What to do
Carry on the passage on spirituality and aging from its last line, the citation "(McFadden, 2003).", writing the next few paragraphs.

Chapter 13: Spirituality and Aging

Look around most congregations at worship and witness the courage and persistence of the aged men and women who arrive with walkers and oxygen tanks, often transported by other older people less encumbered by health problems. Sharing pews with noisy babies, children with crayons, bored teens, and distracted parents, they sing and pray, sit in silence, listen to scripture and sermons, rise and sit as they are able, share the Eucharist if Christian, and exit in friendly conversation with fellow travelers. In the hymns, prayers, scripture readings, and sermons, they hear of love and forgiveness, gratitude and hope, despair and lamentation, anger, fear, and awe. In no other community do persons of so many different backgrounds and ages meet regularly to consider the human condition and turn to the sacred for an enduring sense of meaning and purpose in life

(McFadden, 2003).

Information given
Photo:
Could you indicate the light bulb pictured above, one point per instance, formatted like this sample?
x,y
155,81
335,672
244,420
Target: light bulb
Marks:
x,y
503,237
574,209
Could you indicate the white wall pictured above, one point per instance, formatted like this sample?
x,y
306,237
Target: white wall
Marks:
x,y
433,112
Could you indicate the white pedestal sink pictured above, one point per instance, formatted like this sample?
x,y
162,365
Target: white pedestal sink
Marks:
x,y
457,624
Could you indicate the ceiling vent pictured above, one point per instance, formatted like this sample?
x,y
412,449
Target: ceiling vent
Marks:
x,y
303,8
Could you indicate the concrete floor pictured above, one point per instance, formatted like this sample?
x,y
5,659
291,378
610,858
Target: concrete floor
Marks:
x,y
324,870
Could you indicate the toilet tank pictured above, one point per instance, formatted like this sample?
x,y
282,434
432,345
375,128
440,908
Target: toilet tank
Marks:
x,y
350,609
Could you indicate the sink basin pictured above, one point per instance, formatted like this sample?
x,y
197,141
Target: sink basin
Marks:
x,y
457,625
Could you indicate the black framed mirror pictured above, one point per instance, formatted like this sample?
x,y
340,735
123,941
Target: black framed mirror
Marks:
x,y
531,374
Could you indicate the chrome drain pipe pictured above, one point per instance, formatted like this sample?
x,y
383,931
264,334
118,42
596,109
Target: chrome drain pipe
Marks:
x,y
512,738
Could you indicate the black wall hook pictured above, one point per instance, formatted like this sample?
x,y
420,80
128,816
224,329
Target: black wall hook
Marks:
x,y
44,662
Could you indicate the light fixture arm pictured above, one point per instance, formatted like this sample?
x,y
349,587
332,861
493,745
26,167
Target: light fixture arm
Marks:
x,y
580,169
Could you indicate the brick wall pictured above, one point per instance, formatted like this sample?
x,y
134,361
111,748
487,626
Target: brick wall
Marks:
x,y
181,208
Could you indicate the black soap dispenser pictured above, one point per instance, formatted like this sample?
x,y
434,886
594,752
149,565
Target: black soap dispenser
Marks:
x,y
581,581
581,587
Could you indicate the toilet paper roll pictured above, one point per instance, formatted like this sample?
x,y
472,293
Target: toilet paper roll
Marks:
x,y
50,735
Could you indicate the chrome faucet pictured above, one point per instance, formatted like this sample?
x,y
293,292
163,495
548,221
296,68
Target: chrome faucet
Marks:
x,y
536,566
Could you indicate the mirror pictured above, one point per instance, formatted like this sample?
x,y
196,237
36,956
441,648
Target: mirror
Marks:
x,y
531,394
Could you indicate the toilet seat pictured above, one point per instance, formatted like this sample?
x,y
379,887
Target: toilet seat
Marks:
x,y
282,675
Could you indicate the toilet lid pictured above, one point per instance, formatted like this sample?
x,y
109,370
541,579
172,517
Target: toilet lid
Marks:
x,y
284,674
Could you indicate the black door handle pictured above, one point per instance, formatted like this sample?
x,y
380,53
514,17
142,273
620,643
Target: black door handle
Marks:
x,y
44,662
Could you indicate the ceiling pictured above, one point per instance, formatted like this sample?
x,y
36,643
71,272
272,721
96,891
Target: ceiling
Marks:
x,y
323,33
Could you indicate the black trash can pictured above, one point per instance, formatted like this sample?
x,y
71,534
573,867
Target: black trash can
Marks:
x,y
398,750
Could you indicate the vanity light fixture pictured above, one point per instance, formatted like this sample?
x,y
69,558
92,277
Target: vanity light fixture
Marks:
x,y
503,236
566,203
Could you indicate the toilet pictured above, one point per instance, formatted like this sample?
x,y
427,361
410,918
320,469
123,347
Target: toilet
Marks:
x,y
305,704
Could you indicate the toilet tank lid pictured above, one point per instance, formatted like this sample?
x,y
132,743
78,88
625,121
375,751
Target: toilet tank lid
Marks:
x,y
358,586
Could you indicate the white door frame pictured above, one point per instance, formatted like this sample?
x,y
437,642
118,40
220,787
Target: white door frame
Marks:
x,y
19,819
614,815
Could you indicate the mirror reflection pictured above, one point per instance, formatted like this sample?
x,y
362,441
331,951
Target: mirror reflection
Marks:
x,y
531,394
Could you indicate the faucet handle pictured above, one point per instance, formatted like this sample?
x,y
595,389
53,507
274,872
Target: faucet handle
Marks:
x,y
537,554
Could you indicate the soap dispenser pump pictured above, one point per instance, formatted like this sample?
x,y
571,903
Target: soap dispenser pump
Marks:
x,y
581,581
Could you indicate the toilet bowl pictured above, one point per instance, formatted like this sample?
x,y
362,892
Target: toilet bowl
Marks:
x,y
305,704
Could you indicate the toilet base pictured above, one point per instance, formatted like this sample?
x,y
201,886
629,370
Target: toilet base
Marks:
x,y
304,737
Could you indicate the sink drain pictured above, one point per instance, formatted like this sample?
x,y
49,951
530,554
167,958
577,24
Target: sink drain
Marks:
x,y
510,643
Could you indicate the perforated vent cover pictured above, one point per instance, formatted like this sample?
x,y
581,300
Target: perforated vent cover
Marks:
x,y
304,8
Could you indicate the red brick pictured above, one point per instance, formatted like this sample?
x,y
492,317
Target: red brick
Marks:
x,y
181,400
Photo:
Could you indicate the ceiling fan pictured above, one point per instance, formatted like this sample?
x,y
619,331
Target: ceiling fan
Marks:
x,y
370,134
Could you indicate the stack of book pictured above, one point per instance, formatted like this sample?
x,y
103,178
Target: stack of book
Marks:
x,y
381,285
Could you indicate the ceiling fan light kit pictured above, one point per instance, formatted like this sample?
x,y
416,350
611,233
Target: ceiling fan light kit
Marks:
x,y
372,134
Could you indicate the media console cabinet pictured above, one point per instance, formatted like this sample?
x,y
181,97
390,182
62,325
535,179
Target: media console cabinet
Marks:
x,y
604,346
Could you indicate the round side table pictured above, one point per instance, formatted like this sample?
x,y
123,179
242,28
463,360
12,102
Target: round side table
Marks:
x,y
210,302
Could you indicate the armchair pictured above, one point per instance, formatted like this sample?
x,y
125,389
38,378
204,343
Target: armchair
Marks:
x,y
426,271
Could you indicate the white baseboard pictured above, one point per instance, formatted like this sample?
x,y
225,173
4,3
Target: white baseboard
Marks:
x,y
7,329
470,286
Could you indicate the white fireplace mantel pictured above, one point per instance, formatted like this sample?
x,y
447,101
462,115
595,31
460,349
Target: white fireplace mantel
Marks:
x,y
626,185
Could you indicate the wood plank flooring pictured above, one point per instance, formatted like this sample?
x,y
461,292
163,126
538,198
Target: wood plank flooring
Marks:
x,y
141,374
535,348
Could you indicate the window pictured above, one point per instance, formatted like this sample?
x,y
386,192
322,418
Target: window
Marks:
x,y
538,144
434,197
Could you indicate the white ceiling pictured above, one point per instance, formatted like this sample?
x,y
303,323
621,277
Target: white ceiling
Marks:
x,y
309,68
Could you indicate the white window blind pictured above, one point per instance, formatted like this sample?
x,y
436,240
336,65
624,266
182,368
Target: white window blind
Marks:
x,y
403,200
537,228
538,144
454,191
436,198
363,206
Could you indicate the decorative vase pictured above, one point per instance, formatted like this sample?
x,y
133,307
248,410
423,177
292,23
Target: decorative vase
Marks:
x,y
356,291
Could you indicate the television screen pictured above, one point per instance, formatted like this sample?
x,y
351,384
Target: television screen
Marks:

Result of the exercise
Introduction

In the last few decades gerontologists have become increasingly aware of the importance of spirituality to the well-being of seniors. Spirituality is difficult to define and describe. It is a concept that is highly personal, often private, and hard to put into words. For most, spirituality is an inward experience.

Gerontologists often define spirituality with a description that came from the 1971 White House Conference on Aging: “the basic value around which all other values are focused, the central philosophy of life—whether religious, antireligious, or nonreligious—which guides a person’s conduct, the supernatural and nonmaterial dimensions of human nature” (Moberg, 1971). While this definition mentions familiar terms and concepts that most people would agree relate to spirituality, currently there is no real consensus on a standardized meaning of the term.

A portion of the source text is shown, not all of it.